**Your assignment:** Could you find each line of the data below that contains the word "rider" and copy those lines?

**Records to use:**
——
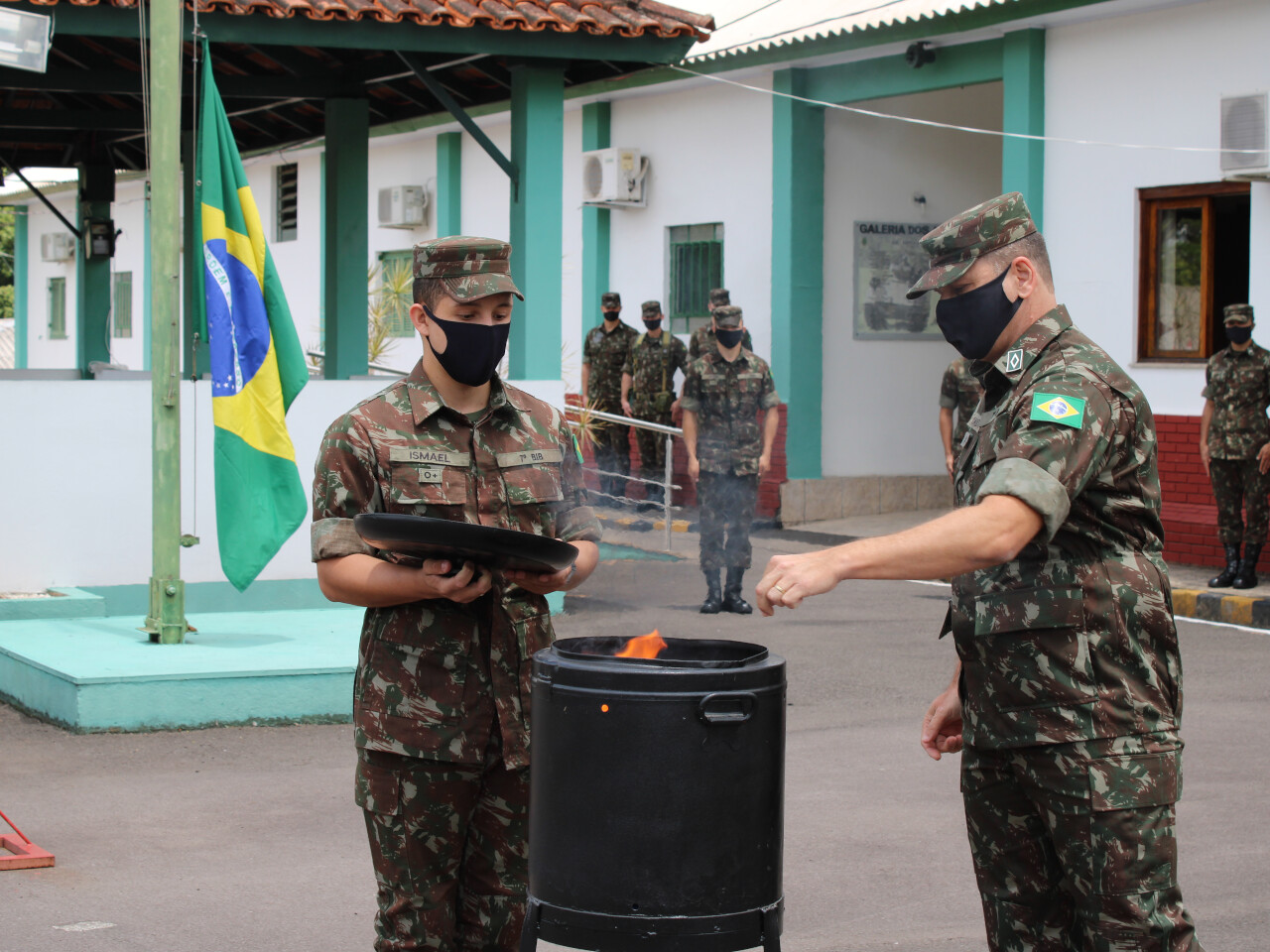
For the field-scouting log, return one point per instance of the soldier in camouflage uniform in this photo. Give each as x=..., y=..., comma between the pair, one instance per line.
x=648, y=391
x=1234, y=445
x=603, y=353
x=702, y=340
x=1067, y=696
x=728, y=453
x=443, y=685
x=960, y=391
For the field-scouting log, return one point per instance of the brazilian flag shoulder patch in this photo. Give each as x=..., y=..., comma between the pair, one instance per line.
x=1055, y=408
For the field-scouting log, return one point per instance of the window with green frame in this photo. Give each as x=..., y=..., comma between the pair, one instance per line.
x=58, y=308
x=121, y=315
x=697, y=267
x=393, y=296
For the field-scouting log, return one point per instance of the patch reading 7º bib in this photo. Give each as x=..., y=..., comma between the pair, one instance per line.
x=1053, y=408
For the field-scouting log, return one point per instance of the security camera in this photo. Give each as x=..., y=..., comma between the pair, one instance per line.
x=919, y=54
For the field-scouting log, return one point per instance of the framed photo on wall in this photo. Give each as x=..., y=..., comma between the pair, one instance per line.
x=887, y=262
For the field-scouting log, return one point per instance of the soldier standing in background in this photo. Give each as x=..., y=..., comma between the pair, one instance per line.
x=1067, y=693
x=444, y=662
x=728, y=453
x=603, y=354
x=648, y=393
x=1234, y=445
x=702, y=340
x=959, y=390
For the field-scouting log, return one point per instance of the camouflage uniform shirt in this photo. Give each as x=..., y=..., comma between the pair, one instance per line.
x=1074, y=639
x=726, y=399
x=606, y=353
x=960, y=391
x=652, y=363
x=703, y=341
x=1238, y=385
x=435, y=676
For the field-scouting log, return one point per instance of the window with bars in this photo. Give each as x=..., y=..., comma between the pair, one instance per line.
x=1196, y=244
x=286, y=202
x=697, y=267
x=58, y=308
x=121, y=315
x=395, y=294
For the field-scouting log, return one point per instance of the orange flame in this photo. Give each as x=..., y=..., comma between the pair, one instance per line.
x=643, y=647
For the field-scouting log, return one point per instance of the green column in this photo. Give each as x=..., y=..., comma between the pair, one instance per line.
x=449, y=184
x=93, y=275
x=798, y=278
x=345, y=253
x=595, y=128
x=166, y=620
x=1023, y=162
x=19, y=287
x=538, y=220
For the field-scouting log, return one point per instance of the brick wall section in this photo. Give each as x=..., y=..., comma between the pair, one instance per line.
x=1189, y=508
x=769, y=489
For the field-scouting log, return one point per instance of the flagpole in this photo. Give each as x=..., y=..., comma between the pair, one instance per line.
x=167, y=616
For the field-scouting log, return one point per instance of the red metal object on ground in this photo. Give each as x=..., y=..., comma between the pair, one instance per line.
x=24, y=855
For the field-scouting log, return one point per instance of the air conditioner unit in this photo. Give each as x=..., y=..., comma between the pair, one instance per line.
x=403, y=207
x=1243, y=126
x=58, y=246
x=613, y=177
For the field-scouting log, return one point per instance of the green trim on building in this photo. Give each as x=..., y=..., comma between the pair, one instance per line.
x=449, y=184
x=538, y=220
x=1023, y=162
x=798, y=267
x=347, y=246
x=21, y=287
x=595, y=225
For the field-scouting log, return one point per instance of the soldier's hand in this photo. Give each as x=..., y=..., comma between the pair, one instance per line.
x=467, y=585
x=789, y=579
x=942, y=728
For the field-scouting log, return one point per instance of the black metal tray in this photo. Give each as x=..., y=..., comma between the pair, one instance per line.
x=489, y=546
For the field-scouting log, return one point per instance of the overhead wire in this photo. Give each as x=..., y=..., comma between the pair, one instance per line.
x=974, y=130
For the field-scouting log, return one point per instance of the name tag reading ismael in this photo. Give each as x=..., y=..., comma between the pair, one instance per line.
x=529, y=457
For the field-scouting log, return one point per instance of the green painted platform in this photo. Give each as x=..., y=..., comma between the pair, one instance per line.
x=100, y=673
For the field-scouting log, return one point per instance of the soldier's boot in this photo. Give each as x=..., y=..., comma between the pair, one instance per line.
x=731, y=599
x=1232, y=567
x=714, y=597
x=1247, y=576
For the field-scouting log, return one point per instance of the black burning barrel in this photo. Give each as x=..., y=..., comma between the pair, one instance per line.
x=657, y=797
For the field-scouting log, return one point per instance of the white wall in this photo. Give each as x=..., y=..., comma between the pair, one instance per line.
x=880, y=405
x=1152, y=79
x=82, y=518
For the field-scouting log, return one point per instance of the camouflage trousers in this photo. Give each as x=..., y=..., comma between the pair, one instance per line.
x=726, y=504
x=652, y=452
x=449, y=851
x=1074, y=846
x=1238, y=485
x=612, y=451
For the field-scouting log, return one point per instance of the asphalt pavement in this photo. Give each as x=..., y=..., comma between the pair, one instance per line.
x=245, y=839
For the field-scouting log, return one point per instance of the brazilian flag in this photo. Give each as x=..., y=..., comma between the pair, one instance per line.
x=258, y=366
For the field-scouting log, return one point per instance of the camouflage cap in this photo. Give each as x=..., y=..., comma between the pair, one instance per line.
x=468, y=268
x=955, y=245
x=1237, y=313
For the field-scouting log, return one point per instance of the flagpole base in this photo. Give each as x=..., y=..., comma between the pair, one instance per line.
x=166, y=624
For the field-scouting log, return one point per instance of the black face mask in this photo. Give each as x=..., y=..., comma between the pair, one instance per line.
x=973, y=321
x=472, y=350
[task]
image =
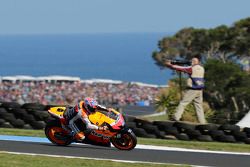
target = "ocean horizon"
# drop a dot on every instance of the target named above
(125, 57)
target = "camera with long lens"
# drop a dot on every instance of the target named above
(181, 62)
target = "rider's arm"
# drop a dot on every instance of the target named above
(88, 124)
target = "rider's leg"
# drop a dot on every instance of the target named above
(75, 131)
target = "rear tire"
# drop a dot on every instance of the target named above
(127, 141)
(56, 134)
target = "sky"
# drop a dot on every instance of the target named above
(116, 16)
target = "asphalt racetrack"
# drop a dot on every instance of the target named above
(142, 155)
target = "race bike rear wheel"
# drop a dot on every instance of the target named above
(127, 141)
(56, 134)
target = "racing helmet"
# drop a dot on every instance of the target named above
(90, 104)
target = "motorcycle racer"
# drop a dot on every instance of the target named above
(81, 111)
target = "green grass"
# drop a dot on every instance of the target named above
(155, 118)
(12, 160)
(216, 146)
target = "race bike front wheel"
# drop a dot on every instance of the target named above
(127, 141)
(56, 134)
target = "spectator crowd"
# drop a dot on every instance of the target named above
(69, 93)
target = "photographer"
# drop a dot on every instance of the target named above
(195, 88)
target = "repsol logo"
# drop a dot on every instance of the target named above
(100, 135)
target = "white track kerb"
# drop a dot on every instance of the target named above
(138, 146)
(149, 147)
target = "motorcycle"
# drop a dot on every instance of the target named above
(118, 134)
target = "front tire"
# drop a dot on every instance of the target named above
(127, 141)
(56, 134)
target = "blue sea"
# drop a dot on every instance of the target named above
(126, 56)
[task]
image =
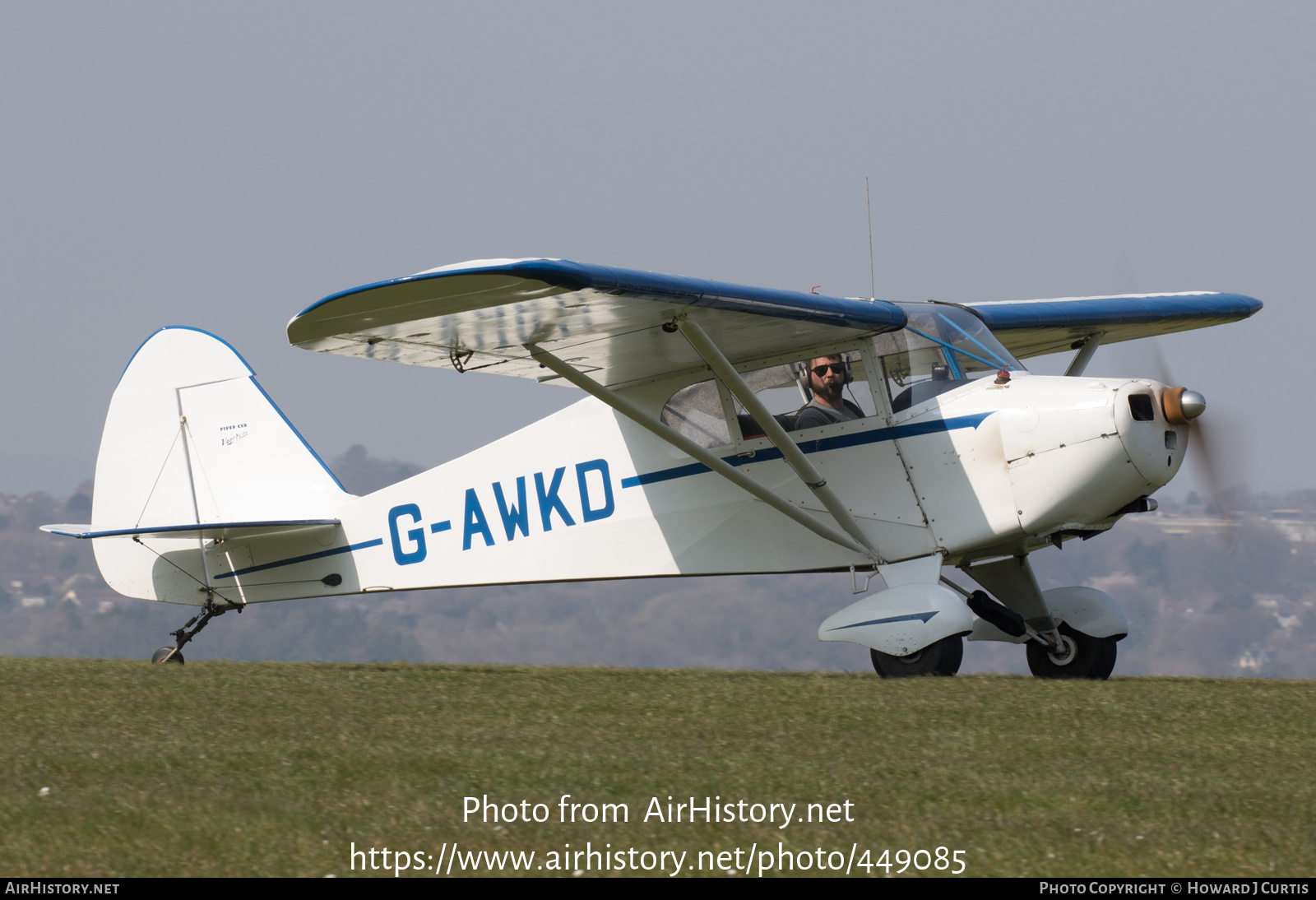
——
**Output of the task:**
target = "rider's arm"
target = "rider's leg"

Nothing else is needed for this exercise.